>> START TEXT SHOWN

The Dead Skunk

I know this is going back a bit, but what exactly happened in Savannah? And how did a British sailor end up involved in a case of the Second Bank vs a canal company?
The British sailor and the bank/canal case were two separate cases. But both the canal company slaves and the black sailor, John Glasgow, happened to be in the same courtroom at the same time, and escaped together, stealing weapons in the process. Some slaves went south along the coast and escaped to Florida, while Glasgow tried to lead the rest back to his ship. The group heading for the ship was cornered in the harbor district by the Georgia militia. It was night, so in addition to all the gunfire, the militia were carrying torches and lanterns. Also, the harbor district was basically one big fire hazard, with lots of flammable material carelessly stockpiled. At some point, one or more of these desperate escapees and affronted militiamen made a mistake and started a fire that suffocated everyone involved and destroyed their corpses.

>> END TEXT SHOWN
>> START DATASET SECTION

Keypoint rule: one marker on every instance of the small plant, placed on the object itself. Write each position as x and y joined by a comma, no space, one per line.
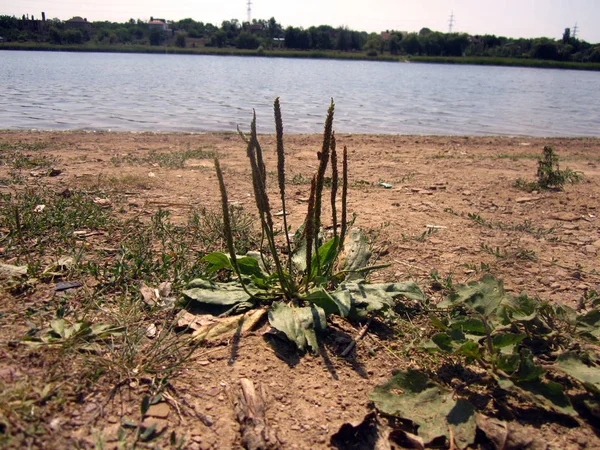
310,279
524,346
549,175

>> END DATASET SECTION

[PROBLEMS AND TASKS]:
**A)** Repeat the Savannah text from "The Dead Skunk" up to and including "a canal company?", substituting "shipping company" for "canal company".
**B)** Answer these questions from the Savannah text:
(i) What was the name of the black sailor?
(ii) Who cornered the group heading for the ship?
(iii) Where did the slaves who went south along the coast escape to?

[TASK-BY-TASK RESULTS]:
**A)**
The Dead Skunk

I know this is going back a bit, but what exactly happened in Savannah? And how did a British sailor end up involved in a case of the Second Bank vs a shipping company?

**B)**
(i) John Glasgow
(ii) The Georgia militia
(iii) Florida